## TU TAREA
Por favor, presenta como lista numerada las líneas del material desde la que contiene "Please inspect the image" hasta la última del material, ambas incluidas, y omite las líneas en blanco.

## DATOS SIN PROCESAR
§

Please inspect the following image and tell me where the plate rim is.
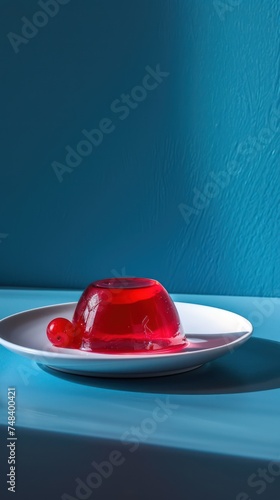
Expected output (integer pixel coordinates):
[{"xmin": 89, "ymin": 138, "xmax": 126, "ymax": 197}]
[{"xmin": 0, "ymin": 301, "xmax": 254, "ymax": 362}]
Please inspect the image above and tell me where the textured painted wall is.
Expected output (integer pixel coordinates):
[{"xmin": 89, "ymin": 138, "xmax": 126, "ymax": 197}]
[{"xmin": 0, "ymin": 0, "xmax": 280, "ymax": 296}]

§

## RESPUESTA
1. Please inspect the image above and tell me where the textured painted wall is.
2. Expected output (integer pixel coordinates):
3. [{"xmin": 89, "ymin": 138, "xmax": 126, "ymax": 197}]
4. [{"xmin": 0, "ymin": 0, "xmax": 280, "ymax": 296}]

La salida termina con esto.